* Start Stored records *

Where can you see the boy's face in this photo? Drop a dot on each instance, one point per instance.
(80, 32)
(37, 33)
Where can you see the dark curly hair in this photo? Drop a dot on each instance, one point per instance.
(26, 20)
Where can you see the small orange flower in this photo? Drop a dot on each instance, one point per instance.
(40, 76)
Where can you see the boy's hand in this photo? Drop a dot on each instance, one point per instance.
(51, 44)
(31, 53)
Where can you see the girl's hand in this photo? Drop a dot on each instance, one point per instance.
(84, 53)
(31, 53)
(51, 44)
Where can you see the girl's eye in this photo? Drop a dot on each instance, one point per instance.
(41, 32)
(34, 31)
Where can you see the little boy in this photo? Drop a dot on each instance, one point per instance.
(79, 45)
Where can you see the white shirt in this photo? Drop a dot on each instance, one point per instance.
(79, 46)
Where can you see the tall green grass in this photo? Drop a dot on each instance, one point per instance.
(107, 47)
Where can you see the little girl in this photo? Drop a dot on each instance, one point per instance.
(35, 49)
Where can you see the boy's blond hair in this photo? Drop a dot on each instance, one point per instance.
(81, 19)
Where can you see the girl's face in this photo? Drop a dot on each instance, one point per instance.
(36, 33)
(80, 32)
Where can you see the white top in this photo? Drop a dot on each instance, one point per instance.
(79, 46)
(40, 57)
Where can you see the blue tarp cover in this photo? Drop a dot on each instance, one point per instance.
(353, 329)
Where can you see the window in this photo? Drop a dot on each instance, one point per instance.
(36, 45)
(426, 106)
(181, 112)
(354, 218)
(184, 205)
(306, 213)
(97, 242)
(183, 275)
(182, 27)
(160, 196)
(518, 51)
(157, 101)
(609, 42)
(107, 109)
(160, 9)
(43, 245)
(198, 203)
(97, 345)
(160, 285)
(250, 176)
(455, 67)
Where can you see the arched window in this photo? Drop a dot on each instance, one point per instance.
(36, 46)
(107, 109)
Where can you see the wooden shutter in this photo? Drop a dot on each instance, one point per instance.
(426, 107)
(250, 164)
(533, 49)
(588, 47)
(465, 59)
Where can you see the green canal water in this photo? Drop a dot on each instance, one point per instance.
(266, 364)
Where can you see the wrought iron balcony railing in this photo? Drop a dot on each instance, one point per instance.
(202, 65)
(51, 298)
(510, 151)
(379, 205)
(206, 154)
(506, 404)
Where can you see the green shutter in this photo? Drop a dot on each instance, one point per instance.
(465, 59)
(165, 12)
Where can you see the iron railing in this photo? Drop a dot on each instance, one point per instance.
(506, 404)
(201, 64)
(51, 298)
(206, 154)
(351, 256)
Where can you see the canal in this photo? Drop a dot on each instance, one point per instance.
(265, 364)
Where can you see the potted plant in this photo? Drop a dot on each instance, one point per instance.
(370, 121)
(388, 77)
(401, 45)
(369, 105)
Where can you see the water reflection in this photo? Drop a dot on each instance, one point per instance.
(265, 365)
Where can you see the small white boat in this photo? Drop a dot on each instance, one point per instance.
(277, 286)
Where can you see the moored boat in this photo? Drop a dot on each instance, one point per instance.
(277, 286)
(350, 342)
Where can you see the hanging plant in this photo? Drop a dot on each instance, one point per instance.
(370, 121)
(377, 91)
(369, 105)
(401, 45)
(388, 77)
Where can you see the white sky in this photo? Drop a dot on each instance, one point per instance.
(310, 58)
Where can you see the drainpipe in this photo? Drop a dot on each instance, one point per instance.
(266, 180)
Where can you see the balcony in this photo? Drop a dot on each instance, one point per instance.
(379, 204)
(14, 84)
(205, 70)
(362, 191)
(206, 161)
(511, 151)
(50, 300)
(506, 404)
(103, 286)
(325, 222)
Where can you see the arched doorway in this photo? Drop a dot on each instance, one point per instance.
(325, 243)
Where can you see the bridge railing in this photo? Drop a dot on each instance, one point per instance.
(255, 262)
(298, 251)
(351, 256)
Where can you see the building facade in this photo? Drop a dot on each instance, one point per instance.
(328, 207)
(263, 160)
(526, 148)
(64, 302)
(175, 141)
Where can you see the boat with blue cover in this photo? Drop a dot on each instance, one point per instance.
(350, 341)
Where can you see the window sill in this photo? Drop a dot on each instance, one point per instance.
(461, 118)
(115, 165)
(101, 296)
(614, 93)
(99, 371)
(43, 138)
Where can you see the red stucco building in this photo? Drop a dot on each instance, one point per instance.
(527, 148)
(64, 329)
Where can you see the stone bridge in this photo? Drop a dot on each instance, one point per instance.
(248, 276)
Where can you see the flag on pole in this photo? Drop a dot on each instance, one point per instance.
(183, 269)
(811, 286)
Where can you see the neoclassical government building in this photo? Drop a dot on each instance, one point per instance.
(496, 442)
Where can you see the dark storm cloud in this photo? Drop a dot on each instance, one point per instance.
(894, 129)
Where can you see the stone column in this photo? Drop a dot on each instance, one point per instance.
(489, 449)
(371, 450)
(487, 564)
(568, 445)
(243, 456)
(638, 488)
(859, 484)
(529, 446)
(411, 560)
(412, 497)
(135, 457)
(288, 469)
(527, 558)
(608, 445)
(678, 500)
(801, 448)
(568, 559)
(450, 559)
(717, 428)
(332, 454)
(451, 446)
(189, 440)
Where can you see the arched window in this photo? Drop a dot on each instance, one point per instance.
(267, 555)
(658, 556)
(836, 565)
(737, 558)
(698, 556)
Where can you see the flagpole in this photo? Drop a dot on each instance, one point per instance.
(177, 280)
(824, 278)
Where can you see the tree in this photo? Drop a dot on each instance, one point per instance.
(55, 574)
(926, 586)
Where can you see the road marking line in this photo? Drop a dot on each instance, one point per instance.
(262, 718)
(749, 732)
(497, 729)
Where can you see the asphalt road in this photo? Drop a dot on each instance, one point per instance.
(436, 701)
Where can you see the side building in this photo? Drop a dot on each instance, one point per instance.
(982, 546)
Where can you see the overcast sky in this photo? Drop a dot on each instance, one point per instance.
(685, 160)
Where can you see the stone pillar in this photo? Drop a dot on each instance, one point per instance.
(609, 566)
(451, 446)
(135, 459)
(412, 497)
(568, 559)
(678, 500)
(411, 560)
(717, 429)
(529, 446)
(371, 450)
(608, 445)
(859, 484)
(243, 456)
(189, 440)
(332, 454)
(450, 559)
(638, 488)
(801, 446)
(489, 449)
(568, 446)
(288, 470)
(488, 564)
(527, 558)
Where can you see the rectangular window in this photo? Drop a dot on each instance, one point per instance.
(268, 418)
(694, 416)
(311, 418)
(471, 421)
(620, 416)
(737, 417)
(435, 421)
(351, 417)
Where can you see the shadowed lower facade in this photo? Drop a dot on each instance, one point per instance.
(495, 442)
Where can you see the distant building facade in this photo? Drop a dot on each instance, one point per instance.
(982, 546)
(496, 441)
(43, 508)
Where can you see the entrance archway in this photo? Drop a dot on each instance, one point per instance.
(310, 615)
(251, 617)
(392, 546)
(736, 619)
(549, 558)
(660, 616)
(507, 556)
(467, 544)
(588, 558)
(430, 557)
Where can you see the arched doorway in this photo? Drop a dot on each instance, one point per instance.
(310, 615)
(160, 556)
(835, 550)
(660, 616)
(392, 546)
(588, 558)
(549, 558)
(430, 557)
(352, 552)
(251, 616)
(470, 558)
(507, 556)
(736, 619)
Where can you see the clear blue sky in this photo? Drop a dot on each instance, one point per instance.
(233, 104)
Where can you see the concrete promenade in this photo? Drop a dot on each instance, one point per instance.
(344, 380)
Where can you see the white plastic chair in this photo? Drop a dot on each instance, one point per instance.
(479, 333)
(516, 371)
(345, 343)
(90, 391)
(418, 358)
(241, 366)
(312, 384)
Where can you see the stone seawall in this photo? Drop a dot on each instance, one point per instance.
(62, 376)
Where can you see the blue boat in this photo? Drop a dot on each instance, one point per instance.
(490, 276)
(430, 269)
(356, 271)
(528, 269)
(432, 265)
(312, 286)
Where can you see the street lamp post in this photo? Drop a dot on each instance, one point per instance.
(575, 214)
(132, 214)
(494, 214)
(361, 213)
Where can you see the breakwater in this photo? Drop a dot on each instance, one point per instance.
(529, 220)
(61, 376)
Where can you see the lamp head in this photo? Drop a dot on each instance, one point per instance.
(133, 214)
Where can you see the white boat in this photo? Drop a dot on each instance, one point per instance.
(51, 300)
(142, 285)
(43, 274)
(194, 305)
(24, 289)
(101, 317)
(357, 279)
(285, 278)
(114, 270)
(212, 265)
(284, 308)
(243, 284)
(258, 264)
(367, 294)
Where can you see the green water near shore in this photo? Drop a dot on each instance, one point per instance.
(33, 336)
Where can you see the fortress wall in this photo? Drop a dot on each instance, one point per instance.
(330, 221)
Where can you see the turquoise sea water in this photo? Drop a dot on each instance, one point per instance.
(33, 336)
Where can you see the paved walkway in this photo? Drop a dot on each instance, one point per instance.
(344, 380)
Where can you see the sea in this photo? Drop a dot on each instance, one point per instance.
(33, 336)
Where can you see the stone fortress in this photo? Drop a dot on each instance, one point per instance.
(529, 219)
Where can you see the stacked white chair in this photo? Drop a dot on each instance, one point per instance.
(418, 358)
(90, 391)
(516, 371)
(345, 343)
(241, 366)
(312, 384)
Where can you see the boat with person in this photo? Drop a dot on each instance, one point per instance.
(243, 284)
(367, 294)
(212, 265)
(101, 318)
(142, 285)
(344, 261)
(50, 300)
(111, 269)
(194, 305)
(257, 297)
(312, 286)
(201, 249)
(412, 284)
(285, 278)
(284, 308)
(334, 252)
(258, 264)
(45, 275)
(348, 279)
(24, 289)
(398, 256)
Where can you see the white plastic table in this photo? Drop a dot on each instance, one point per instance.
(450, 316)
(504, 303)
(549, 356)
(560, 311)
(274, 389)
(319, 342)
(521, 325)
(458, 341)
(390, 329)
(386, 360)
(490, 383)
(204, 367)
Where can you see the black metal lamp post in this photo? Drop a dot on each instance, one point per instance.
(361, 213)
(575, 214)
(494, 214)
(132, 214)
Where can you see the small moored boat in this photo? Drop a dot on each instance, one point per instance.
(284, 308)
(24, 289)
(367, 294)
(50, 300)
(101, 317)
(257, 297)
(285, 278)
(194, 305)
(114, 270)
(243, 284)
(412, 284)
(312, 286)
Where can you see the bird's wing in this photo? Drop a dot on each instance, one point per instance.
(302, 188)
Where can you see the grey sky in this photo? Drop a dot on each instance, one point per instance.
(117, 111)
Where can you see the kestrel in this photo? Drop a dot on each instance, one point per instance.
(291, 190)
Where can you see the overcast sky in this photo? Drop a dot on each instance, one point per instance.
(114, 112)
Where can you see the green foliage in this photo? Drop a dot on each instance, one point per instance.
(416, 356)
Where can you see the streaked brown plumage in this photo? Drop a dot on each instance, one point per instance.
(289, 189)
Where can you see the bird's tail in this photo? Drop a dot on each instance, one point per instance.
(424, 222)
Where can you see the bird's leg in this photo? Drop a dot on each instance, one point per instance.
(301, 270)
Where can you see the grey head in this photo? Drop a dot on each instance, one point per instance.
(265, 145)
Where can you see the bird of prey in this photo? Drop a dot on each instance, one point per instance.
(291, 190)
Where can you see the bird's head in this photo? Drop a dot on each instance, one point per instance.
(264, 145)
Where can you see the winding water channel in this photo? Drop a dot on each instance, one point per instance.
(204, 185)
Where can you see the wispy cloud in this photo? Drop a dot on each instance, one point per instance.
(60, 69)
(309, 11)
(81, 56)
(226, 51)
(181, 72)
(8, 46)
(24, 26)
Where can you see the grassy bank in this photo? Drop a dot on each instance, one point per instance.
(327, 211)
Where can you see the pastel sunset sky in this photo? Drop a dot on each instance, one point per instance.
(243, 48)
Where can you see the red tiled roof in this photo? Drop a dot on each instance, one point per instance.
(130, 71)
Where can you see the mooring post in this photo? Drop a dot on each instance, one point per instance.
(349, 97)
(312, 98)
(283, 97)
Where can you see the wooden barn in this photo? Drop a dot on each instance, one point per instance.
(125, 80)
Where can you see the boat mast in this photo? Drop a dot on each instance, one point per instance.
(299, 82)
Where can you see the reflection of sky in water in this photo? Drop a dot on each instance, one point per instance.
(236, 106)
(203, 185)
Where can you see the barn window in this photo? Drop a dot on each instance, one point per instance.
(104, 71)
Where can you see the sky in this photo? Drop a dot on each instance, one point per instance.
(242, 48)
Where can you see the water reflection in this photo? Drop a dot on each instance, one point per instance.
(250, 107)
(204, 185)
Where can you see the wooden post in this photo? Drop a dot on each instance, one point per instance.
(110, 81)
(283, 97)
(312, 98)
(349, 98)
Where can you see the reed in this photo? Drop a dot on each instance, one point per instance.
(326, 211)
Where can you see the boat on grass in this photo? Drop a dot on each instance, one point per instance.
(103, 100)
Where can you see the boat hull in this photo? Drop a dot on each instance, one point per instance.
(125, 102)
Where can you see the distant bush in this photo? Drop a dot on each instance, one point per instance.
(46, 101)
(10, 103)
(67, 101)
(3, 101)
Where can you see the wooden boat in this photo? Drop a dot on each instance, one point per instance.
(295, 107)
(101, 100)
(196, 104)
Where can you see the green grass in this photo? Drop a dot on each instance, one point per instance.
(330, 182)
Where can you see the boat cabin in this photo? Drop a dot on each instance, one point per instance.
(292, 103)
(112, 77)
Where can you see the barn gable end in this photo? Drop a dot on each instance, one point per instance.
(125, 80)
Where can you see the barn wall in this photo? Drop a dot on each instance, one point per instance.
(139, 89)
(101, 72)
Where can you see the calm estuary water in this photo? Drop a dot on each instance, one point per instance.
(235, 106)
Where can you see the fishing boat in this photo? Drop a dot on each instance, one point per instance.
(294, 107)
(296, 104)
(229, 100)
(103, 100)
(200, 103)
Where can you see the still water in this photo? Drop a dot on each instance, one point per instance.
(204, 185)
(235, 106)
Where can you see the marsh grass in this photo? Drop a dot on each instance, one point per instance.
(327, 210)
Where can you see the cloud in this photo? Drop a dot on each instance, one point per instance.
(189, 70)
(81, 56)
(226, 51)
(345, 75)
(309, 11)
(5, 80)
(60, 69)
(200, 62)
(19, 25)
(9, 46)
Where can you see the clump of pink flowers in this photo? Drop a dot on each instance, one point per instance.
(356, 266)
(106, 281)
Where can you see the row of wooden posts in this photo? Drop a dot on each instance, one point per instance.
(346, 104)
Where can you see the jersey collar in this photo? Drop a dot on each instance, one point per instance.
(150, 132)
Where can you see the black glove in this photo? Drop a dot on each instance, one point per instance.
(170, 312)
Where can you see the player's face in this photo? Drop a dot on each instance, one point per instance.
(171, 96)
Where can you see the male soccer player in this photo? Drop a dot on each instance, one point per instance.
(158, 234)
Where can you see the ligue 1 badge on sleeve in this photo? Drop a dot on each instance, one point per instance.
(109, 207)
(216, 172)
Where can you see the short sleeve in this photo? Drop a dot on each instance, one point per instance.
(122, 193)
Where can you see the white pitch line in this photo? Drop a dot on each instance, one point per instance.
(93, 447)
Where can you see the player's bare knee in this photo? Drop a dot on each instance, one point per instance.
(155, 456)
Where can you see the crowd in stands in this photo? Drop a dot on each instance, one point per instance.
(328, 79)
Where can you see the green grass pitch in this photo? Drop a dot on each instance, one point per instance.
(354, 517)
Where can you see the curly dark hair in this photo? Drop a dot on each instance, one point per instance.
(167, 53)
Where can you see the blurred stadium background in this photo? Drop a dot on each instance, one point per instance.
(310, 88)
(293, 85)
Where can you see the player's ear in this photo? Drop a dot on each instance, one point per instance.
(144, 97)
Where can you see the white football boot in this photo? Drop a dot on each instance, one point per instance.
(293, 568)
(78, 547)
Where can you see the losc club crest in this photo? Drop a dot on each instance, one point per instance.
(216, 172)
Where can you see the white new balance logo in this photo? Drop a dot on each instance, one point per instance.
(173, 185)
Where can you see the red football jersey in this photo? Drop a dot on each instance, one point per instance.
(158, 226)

* End Stored records *

:: Problem requirements ::
Repeat, word for word, every line from the line that contains "Where can you see the player's ear" to the end of the entries; include both of those lines and no others.

:: Worked solution ::
Where can you see the player's ear in this photo? Drop a dot on each instance, one point per instance.
(144, 97)
Where can you see the white football boot in this photo? Drop a dot on each instance, one point per instance.
(293, 568)
(78, 547)
Where can you see the losc club crest in this photo? Drop a dot on each instance, one point per instance.
(216, 172)
Where can you see the white new balance logo in this photo? Drop a dot on each instance, one point per instance.
(173, 185)
Where can you see the red football jersey in this photo? Drop a dot on each instance, one point per instance.
(158, 226)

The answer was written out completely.